━━ SUPPLIED TEXT
# New Pm9 or cw9 for 1st gun??



## 3one5 (Dec 16, 2011)

So Im 5'3 135 lbs. I have just moved to GA and feel I need a Gun to protect me and my family. I'm moving into a house in two weeks. That's when I'm aplying for a CCL. But I'm trying to buy a gun ASAP I have weeded out all the other brand and I'm set on owning a Kahr. I going to be Carying so the PM9 is my 1st chose. But do you think it is two small to have as a 1st gun. I plan on going to the rang at lest twic a month. I also do have a 12ga for home protection. Nothing bets a 12 ga sawed off. With bird shot just point and shot I tell my wife. My wife was raped by a cereal rapest about 13 years ago. I need her to feel safe at home and especial when she is with me in this big city ATL. So PM 9 or CW 9.


----------



## jakeleinen1 (Jul 20, 2011)

Kahr is an okay choice for a pistol... either the PM9 or the CW9 works

But if you wanna feel ridiculously safe, try a 1911 or a .475 Wildey Magnum


----------



## Glenn-SC (Sep 6, 2009)

The PM9 is not too small for a first gun.
Just remember the smaller and lighter a gun and the larger the round the more recoil you will feel.

I carry a MK9 because I wanted the extra gun weight for recoil control.
I would have preferred a longer grip to get a full three fingers on it but the longer the grip the harder the gun is to conceal.
I have a P9 for Winter carry when my clothes the gun is easier to conceal.

Have you had a chance to shoot either gun?
━━━━
━━ MATERIAL PROVIDED
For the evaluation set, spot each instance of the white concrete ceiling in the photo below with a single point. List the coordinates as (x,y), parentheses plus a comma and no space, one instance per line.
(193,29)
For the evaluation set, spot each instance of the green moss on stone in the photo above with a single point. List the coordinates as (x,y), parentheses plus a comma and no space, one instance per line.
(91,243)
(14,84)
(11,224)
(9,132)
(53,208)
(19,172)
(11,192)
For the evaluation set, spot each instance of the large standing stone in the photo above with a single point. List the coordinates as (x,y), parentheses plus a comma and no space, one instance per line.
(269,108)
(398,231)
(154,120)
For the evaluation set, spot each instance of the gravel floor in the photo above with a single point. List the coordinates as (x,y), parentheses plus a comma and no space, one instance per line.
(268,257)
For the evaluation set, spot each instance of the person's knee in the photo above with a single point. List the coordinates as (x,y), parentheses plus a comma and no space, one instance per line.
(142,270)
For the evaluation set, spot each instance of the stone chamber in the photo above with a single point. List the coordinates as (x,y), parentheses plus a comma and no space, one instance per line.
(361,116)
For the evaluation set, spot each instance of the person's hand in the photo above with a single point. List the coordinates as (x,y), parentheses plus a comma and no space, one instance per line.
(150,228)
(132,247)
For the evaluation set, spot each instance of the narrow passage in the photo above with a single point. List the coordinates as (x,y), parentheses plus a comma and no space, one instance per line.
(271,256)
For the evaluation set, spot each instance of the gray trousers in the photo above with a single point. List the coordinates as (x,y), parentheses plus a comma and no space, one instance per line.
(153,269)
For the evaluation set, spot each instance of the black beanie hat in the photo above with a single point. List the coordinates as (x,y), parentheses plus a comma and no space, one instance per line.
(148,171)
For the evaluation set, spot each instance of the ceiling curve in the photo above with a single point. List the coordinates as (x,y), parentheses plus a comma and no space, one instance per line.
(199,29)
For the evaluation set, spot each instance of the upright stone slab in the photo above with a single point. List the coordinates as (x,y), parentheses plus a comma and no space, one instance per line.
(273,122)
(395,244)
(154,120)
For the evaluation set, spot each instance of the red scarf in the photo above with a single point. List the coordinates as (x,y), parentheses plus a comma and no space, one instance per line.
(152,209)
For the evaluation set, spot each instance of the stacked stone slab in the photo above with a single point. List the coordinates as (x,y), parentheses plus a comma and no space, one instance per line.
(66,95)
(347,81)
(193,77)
━━━━
Lift the passage from the thread about choosing a first Kahr pistol that starts at "I would have" and ends at "easier to conceal.", copying it word for word.

■ TASK ANSWER
I would have preferred a longer grip to get a full three fingers on it but the longer the grip the harder the gun is to conceal.
I have a P9 for Winter carry when my clothes the gun is easier to conceal.